Nothing in the data should change when you return it, but leave the pictures out.

========

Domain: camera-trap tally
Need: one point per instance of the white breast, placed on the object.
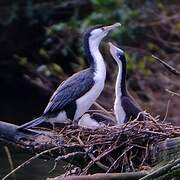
(87, 122)
(119, 112)
(60, 118)
(85, 101)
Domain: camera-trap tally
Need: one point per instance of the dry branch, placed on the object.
(170, 68)
(110, 148)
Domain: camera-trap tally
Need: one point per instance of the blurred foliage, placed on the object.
(49, 32)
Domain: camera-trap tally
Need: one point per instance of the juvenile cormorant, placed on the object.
(125, 108)
(75, 95)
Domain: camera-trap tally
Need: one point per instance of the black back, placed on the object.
(66, 94)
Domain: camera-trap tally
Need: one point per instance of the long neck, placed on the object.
(95, 58)
(120, 88)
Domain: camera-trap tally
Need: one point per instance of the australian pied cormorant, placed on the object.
(125, 108)
(75, 95)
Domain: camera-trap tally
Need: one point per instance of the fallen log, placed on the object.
(134, 147)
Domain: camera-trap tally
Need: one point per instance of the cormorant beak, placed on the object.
(113, 49)
(109, 28)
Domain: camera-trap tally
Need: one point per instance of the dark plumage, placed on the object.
(75, 95)
(70, 90)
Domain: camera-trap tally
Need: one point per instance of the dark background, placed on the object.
(41, 45)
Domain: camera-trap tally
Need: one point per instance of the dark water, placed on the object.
(38, 169)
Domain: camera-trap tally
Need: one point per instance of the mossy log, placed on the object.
(149, 147)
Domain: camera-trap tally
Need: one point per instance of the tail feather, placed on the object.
(32, 123)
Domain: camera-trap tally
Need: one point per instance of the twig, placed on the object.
(103, 109)
(126, 150)
(28, 161)
(104, 176)
(167, 109)
(92, 158)
(170, 68)
(70, 156)
(173, 93)
(10, 160)
(161, 170)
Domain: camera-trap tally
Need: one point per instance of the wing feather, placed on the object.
(70, 90)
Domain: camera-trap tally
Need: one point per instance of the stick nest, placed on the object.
(115, 148)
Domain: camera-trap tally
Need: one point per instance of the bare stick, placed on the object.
(119, 158)
(10, 160)
(173, 93)
(103, 109)
(162, 170)
(170, 68)
(167, 109)
(28, 161)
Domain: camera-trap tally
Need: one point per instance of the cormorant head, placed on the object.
(97, 33)
(117, 53)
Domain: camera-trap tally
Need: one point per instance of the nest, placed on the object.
(126, 148)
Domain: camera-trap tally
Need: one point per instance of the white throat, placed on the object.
(100, 67)
(118, 110)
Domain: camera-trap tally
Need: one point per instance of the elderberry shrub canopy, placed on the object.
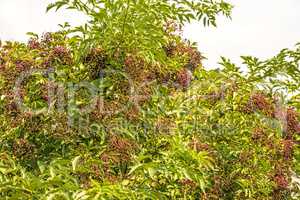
(122, 108)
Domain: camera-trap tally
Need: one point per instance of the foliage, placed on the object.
(149, 123)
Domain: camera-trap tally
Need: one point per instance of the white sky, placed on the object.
(259, 27)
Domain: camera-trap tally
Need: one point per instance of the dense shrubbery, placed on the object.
(90, 119)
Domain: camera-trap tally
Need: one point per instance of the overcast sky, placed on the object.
(258, 27)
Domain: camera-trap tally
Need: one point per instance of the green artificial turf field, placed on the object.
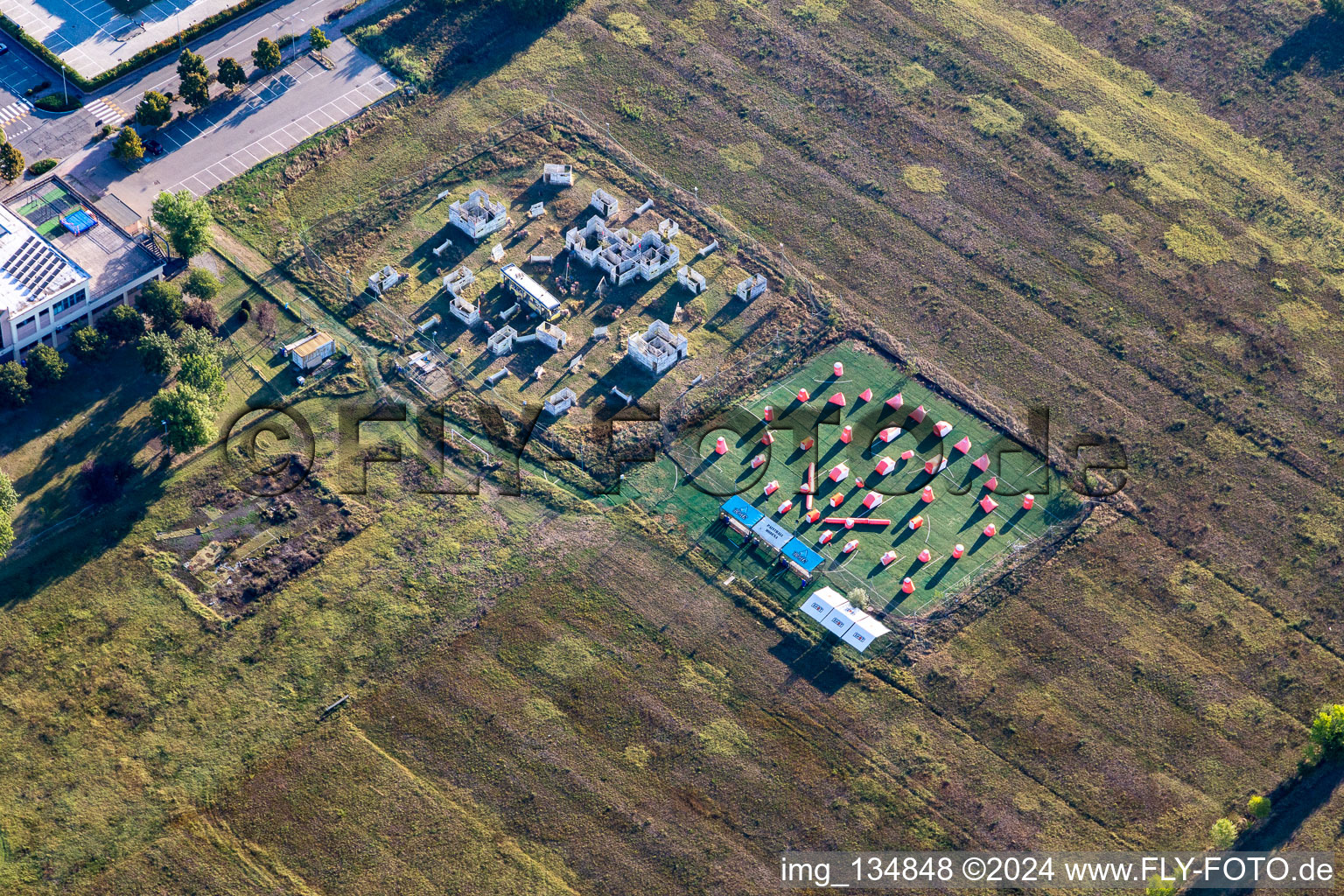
(953, 517)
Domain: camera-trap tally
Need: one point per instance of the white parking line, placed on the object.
(286, 140)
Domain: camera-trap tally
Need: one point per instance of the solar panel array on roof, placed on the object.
(34, 265)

========

[Response for this exercise]
Domain: camera-trap tally
Need: one point per instance of the white breast, placed on the object.
(87, 122)
(119, 112)
(60, 118)
(85, 101)
Domain: camera-trap tally
Need: one point per instance of the dry branch, placed on the object.
(170, 68)
(110, 148)
Domain: camera-trap tally
Need: one point per instance of the blurred foliage, placed on the object.
(49, 32)
Domain: camera-trap tally
Need: one point per instance of the juvenile cormorant, placed on the object.
(125, 108)
(75, 95)
Domain: camera-trap tally
Need: one point per instance of the black back, placed on the object.
(66, 94)
Domain: camera-trap tally
Need: one point per instance of the long neck, placed on the object.
(95, 58)
(120, 88)
Domain: camera-trap tally
Need: one point per instance of the australian pied cormorant, placed on the object.
(125, 108)
(75, 95)
Domain: camera-trap tally
Need: one point per instance of the fallen log, placed on the object.
(134, 147)
Domain: camera-trap tally
Need: one point per instance of the cormorant beak, placed on the object.
(113, 49)
(109, 28)
Domain: camera-trap tally
Need: one point per instance of the dark plumage, placed on the object.
(75, 95)
(70, 90)
Domain: camera-trap tally
Need: one point per instance of the dark background, placed on the object.
(41, 45)
Domain: camera-trap tally
Need: one point per instance of the dark water, placed on the object.
(38, 169)
Domain: camera-trap tally
Need: one point per instance of the mossy log, placed on the object.
(149, 147)
Domain: camera-trap tally
Need: one point per instance of the tail feather, placed on the object.
(32, 123)
Domain: camera-trap tally
Need: one point per instance of the twig, placed on the object.
(103, 109)
(126, 150)
(28, 161)
(104, 176)
(167, 109)
(92, 158)
(170, 68)
(70, 156)
(173, 93)
(10, 160)
(161, 170)
Domain: camera-trap tally
Need: one point per instance of the wing feather, placed on the object.
(70, 90)
Domain: camera-trap tally
Need: one point per instance of the stick nest, placed on the object.
(115, 148)
Domain: camera-trap tally
Need: one point per instance of the bare stick, placed on the object.
(119, 158)
(10, 160)
(173, 93)
(103, 109)
(162, 170)
(170, 68)
(167, 109)
(28, 161)
Domain: camera-trap tally
Need: one point per instance of the cormorant head, placed on the object.
(97, 33)
(117, 53)
Domain: camera-trap tally
Need: one point per instance of the nest, placed on the object.
(126, 148)
Domain: camera-trap tally
Need: one point per instance of the white throat, placed on the object.
(100, 67)
(118, 110)
Domain: camera-trap tally
Need: one point per instance of the elderberry shrub canopy, placed on the object.
(122, 108)
Domain: camera-trap tally
Need: one point per instance of the foliage, placed on the object.
(149, 123)
Domain: camera-trap tally
Need: one point per instance of the white sky, placed on the object.
(259, 27)
Domain: camera-trap tally
Need: one point per instance of the dense shrubbery, placed on the object.
(90, 119)
Domain: camera-trap tally
Need: one point per instance of the overcast sky, placed on the object.
(258, 27)
Domain: camera-trap tally
Need: one point per instance of the green artificial turf field, placed on the object.
(953, 517)
Domain: camera-trap tally
Need: one point per instance of the white parking line, placed on the object.
(286, 140)
Domain: camera-trap tally
Need: one point per instance of the solar panel array on roof, placed on the object.
(34, 265)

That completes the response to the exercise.